→ Aim 1
In the post on geodesic variations, what does the writer say the beginning of the book states about geodesics?
→ Aim 2
Please duplicate everything in the post on geodesic variations from "I do not see the" down to "have an idea?".

→ Text extract
/---

I do not see the reason for this. There are two obvious options: it clearly holds if for all $i$ the map $s\mapsto f(s,t_{i})$ is a geodesic or if $\frac{\partial f}{\partial t}(0,t)\equiv 0$. The latter is false by assumption (somewhere in the beginning of the book: geodesics are by definition non-trivial). The second is a rather strong assumptionand would be mentioned somewhere. A third possibility would be that the map $t\mapsto\frac{D}{\partial s}\frac{\partial f}{\partial s}(s,t)$ is continuous and indeed I assume that this is the case. I do not see why this follows from the definition of a variation. Does anybody have an idea?

\---

→ Record set
/---

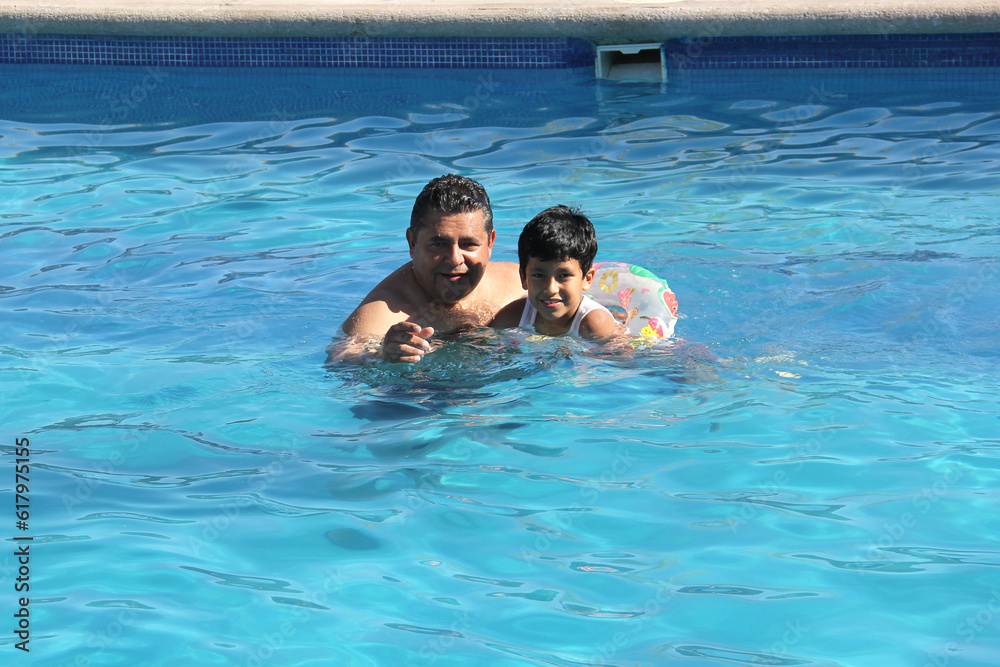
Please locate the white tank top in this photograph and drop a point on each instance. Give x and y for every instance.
(586, 306)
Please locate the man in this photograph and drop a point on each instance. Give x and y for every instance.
(449, 282)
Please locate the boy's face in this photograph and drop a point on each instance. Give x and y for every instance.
(555, 289)
(450, 254)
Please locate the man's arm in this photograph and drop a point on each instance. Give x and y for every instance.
(600, 324)
(383, 314)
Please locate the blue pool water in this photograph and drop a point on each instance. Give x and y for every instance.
(807, 476)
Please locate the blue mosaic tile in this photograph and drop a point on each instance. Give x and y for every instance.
(834, 51)
(384, 52)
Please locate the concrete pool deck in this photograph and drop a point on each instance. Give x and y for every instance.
(600, 21)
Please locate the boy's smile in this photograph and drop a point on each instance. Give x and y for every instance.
(555, 288)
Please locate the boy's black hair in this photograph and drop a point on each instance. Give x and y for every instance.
(558, 233)
(451, 193)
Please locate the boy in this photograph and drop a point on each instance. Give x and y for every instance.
(556, 252)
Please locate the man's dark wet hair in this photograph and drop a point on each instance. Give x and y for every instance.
(558, 233)
(451, 193)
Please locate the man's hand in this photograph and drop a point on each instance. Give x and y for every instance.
(406, 341)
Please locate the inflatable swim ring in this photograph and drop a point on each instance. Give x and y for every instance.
(643, 302)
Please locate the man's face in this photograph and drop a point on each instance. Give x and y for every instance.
(450, 253)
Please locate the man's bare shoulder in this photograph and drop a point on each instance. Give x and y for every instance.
(509, 316)
(505, 282)
(389, 302)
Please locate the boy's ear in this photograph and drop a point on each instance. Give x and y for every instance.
(411, 240)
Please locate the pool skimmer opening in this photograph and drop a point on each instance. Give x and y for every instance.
(635, 62)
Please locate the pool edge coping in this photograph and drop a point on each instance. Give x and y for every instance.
(598, 21)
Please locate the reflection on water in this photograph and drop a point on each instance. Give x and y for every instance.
(815, 449)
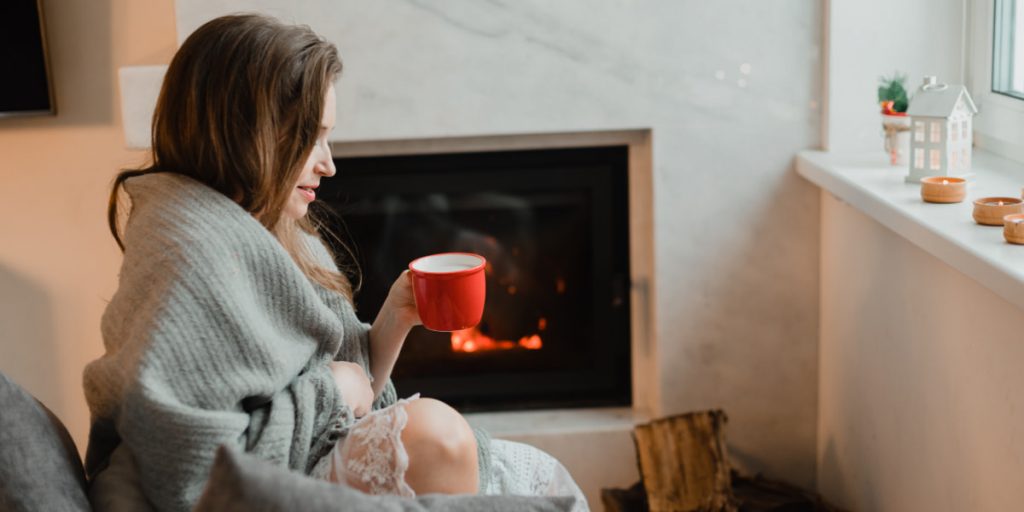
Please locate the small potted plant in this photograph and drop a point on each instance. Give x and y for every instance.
(895, 124)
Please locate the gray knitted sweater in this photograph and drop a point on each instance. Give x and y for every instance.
(215, 337)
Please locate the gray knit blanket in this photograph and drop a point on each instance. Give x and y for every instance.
(215, 337)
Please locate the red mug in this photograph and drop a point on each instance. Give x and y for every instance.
(449, 289)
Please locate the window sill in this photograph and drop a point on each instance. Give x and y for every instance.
(947, 231)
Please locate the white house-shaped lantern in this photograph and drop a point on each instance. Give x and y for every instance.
(940, 131)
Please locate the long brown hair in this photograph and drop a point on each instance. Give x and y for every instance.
(240, 110)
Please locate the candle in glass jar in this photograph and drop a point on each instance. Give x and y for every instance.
(989, 211)
(1013, 228)
(943, 189)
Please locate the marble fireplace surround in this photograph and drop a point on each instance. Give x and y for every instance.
(724, 235)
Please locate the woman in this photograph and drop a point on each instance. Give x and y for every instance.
(231, 324)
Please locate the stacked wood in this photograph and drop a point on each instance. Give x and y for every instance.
(625, 500)
(684, 465)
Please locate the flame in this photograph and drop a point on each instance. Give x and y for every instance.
(472, 340)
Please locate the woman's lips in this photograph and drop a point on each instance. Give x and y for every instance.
(308, 194)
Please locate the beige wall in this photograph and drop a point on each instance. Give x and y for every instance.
(57, 262)
(920, 377)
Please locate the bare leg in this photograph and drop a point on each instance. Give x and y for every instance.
(440, 446)
(441, 450)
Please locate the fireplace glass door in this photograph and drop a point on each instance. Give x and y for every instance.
(553, 226)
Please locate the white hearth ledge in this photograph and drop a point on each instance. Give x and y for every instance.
(947, 231)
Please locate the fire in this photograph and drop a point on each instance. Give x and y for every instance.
(472, 340)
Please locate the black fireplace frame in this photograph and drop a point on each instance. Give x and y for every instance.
(604, 171)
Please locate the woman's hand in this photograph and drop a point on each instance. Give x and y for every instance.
(387, 335)
(399, 306)
(354, 386)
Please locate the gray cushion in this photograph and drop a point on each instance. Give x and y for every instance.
(40, 468)
(242, 482)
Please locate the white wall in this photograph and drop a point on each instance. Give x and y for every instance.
(868, 39)
(920, 377)
(57, 261)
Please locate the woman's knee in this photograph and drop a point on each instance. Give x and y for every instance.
(441, 449)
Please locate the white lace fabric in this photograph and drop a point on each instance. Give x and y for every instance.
(373, 456)
(374, 459)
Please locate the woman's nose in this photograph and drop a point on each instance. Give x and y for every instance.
(327, 168)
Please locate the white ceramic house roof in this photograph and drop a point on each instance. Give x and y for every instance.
(939, 100)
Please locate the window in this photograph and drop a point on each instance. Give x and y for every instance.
(1008, 48)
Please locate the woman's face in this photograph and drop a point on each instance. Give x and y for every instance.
(317, 166)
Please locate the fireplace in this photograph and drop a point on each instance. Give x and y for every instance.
(554, 227)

\---

→ Correct response 1
Geodesics are by definition non-trivial.

→ Correct response 2
I do not see the reason for this. There are two obvious options: it clearly holds if for all $i$ the map $s\mapsto f(s,t_{i})$ is a geodesic or if $\frac{\partial f}{\partial t}(0,t)\equiv 0$. The latter is false by assumption (somewhere in the beginning of the book: geodesics are by definition non-trivial). The second is a rather strong assumptionand would be mentioned somewhere. A third possibility would be that the map $t\mapsto\frac{D}{\partial s}\frac{\partial f}{\partial s}(s,t)$ is continuous and indeed I assume that this is the case. I do not see why this follows from the definition of a variation. Does anybody have an idea?